A leading professor has expressed concern about the impact of increased screen use on the sleep patterns of primary school children.
According to consultant paediatrician, Prof Alf Nicholson, both adults and children have become "highly dependent" on screens for both work and education purposes during the COVID-19 pandemic, with the result that "we now communicate via screens more than ever".
However, evidence is mounting that the use of screens by young children in the evening time is having a detrimental impact on both their sleep quantity and quality, he noted.
The American Academy of Sleep Medicine recommends nine to 11 hours of sleep for primary school children and eight to 10 hours for adolescents. This means that if a child gets up at 7am, they should be in bed by 7.30pm if aged five to seven years (allowing 30 minutes to settle), by 8.30pm if they are aged eight to 10, and by 9.30am if aged between 11 and 12.
Prof Nicholson pointed out that these are broad estimates and different children may need more or less sleep depending on their situation. However, he emphasised that insufficient sleep is linked with a number of negative physical and mental health outcomes.
For example, not getting enough sleep is associated with unhealthy dietary habits, such as skipping breakfast and increased fast food consumption.
He pointed to a large study that was carried out between 1905 and 2008, which found that over the last century, sleep duration has decreased by one hour per night.
"The advent of almost universal smartphone technology has the likely effect of shortening sleep duration even further in school-going children. Also, the blue light emitted by smartphones and tablets simulates daylight and thereby inhibits melatonin production, which is key in helping us to both fall asleep and to stay asleep," Prof Nicholson explained.
He also pointed to other studies, including a German study, which found children and adolescents who slept less had "significantly increased screen time", and less sleep was linked with unhealthy dietary habits, overweight status and poor aerobic fitness.
Prof Nicholson noted that video games and smartphones may be more disruptive to sleep than television. He said that TV involves "passive observation", whereas smartphones and other internet-enabled devices "are particularly concerning because they act as portals to a vast array of content".

(Supplied material):

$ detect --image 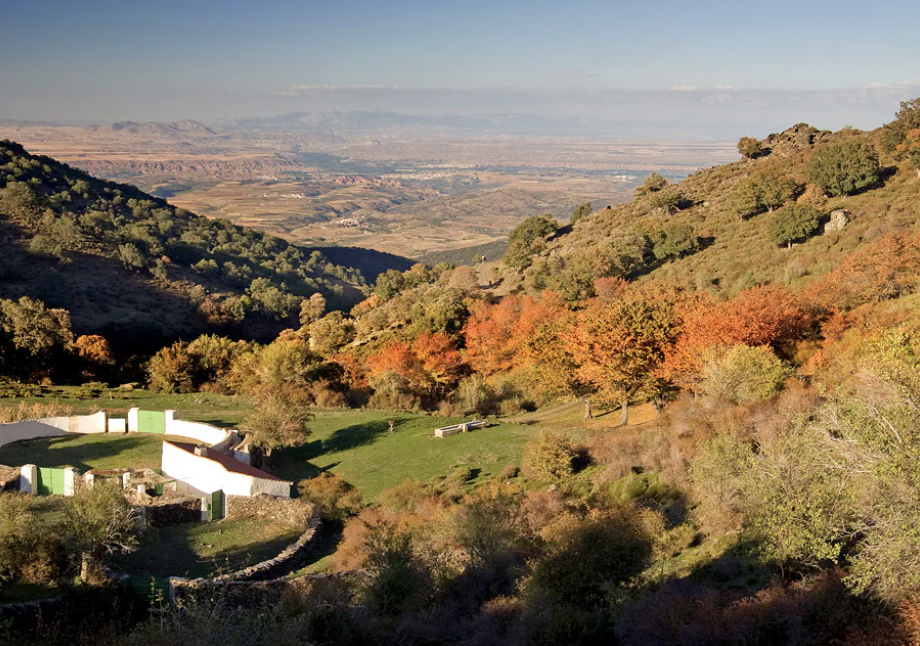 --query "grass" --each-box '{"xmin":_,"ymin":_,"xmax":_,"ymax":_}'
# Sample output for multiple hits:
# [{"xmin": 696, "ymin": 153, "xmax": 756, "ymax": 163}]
[
  {"xmin": 114, "ymin": 517, "xmax": 301, "ymax": 580},
  {"xmin": 271, "ymin": 410, "xmax": 560, "ymax": 501},
  {"xmin": 0, "ymin": 433, "xmax": 194, "ymax": 472}
]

(Check your understanding):
a – Decide whether each statement below agrees with the article on screen use and children's sleep, answering yes or no and quoting the article's deciding words: (i) The American Academy of Sleep Medicine recommends eight to 10 hours of sleep for adolescents. (ii) Prof Nicholson said television is more disruptive to sleep than smartphones. (iii) The German study linked less sleep with poor aerobic fitness.
b – Summarize the article on screen use and children's sleep in three sentences.
c – Continue the article on screen use and children's sleep from the point where it stops.
The rows here were taken from a different source than the article.

(Expected outputs):
a –
(i) Yes: "eight to 10 hours for adolescents."
(ii) No: "video games and smartphones may be more disruptive to sleep than television."
(iii) Yes: "less sleep was linked with unhealthy dietary habits, overweight status and poor aerobic fitness."

b – Consultant paediatrician Prof Alf Nicholson has expressed concern that the increased screen use seen during the COVID-19 pandemic is harming both the quantity and the quality of primary school children's sleep. He noted that insufficient sleep is linked with negative physical and mental health outcomes, and that the blue light from smartphones and tablets inhibits the melatonin production needed to fall asleep and stay asleep. He also cited studies connecting less sleep with more screen time, unhealthy diets, overweight status and poor aerobic fitness, and he singled out smartphones and internet-enabled devices as particularly concerning because they open onto a vast array of content.

c –
Furthermore, if these devices are allowed in a child's bedroom, this can further affect sleep by, for example, emitting audible notifications when not in use.
"These alerts may not only delay sleep, but also interrupt it, thereby reducing overall quality of sleep. The proliferation of new devices has led to many children now being engaged with a screen for well over four hours per day outside of school hours," Prof Nicholson said.
Previous research has already linked the presence of a television in a child's bedroom with a number of worrying factors, such as increased weight gain, decreased academic achievement and behavioural problems.
Sleep deprivation overall leads to issues such as inattention, cognitive, and behavioural deficits, which can have implications for long-term development. Sleep deprivation has also been recognised as a modifiable risk factor in child and adolescent depression.
Prof Nicholson concludes that smartphone use late in the evening "is associated with lost sleep time and this has very significant consequences for both physical and mental health in children".
"Curtailing smartphone use is a real challenge given its popularity, but is justified based on current evidence. It is now time to reclaim this lost sleep," he added.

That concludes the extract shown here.